─── ENTRIES SUPPLIED ───

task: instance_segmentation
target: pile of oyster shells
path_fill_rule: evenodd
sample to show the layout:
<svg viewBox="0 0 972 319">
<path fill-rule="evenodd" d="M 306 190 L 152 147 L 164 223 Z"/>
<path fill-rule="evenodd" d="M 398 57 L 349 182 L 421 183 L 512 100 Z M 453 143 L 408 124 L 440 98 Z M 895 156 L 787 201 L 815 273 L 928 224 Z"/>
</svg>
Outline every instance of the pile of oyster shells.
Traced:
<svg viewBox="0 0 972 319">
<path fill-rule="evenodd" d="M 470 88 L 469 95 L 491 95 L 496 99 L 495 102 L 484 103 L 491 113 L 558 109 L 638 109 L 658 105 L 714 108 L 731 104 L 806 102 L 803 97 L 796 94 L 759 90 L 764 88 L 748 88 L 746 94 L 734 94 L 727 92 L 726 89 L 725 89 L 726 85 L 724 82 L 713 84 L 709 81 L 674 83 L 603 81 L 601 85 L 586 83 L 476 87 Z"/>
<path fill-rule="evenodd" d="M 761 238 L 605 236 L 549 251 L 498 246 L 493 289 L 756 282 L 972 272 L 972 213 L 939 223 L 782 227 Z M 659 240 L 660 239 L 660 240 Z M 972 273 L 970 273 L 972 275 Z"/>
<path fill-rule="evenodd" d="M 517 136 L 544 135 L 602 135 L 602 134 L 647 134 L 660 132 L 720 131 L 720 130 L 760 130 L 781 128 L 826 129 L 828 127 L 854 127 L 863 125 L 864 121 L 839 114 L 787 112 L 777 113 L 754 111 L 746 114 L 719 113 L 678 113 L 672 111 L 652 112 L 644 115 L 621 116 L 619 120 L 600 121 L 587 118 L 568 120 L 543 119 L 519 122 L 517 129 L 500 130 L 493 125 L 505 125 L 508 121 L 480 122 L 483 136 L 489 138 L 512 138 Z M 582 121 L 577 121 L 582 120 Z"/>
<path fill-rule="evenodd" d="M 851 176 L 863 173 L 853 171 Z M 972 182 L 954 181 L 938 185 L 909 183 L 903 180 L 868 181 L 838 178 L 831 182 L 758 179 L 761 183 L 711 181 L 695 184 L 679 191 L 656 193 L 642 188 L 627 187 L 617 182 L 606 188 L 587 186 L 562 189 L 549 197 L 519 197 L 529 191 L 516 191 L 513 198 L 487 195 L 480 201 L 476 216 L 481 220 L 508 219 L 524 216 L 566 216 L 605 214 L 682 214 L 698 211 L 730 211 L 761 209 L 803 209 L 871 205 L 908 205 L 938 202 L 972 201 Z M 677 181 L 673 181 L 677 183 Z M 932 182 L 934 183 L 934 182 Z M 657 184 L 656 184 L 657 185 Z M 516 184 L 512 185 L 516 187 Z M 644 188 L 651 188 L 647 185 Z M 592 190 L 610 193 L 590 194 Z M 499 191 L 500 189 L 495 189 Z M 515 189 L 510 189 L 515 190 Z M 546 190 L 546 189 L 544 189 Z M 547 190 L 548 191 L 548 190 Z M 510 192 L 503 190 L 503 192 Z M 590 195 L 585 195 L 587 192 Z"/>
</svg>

───

Please output the material as a Markdown table with the columns "No." and "Line", starting at the first line of the material and ending at the line that contains "517 136 L 544", both included. Skip any blank lines.

## [COMPLETE ANSWER]
| No. | Line |
|---|---|
| 1 | task: instance_segmentation |
| 2 | target: pile of oyster shells |
| 3 | path_fill_rule: evenodd |
| 4 | sample to show the layout: |
| 5 | <svg viewBox="0 0 972 319"> |
| 6 | <path fill-rule="evenodd" d="M 306 190 L 152 147 L 164 223 Z"/> |
| 7 | <path fill-rule="evenodd" d="M 398 57 L 349 182 L 421 183 L 512 100 Z M 453 143 L 408 124 L 440 98 Z M 895 156 L 787 201 L 815 273 L 928 224 Z"/> |
| 8 | </svg> |
| 9 | Outline every instance of the pile of oyster shells. |
| 10 | Traced: |
| 11 | <svg viewBox="0 0 972 319"> |
| 12 | <path fill-rule="evenodd" d="M 470 88 L 469 95 L 491 95 L 496 99 L 495 102 L 484 103 L 491 113 L 558 109 L 638 109 L 658 105 L 714 108 L 731 104 L 806 102 L 803 97 L 796 94 L 759 90 L 764 88 L 748 88 L 746 94 L 734 94 L 727 92 L 726 89 L 725 89 L 726 85 L 724 82 L 713 84 L 709 81 L 674 83 L 603 81 L 601 85 L 586 83 L 476 87 Z"/> |
| 13 | <path fill-rule="evenodd" d="M 761 238 L 605 236 L 549 251 L 498 246 L 493 289 L 756 282 L 972 272 L 972 213 L 939 223 L 782 227 Z M 659 240 L 660 239 L 660 240 Z M 972 273 L 970 273 L 972 275 Z"/> |
| 14 | <path fill-rule="evenodd" d="M 517 136 L 544 135 L 602 135 L 602 134 L 647 134 L 660 132 L 720 131 L 720 130 L 760 130 L 781 128 L 826 129 L 828 127 L 854 127 L 863 125 L 864 121 L 839 114 L 787 112 L 777 113 L 754 111 L 746 114 L 719 113 L 678 113 L 672 111 L 652 112 L 644 115 L 621 116 L 619 120 L 600 121 L 587 118 L 568 120 L 543 119 L 519 122 L 517 129 L 500 130 L 493 125 L 505 125 L 508 121 L 480 122 L 483 136 L 489 138 L 512 138 Z M 582 121 L 577 121 L 582 120 Z"/> |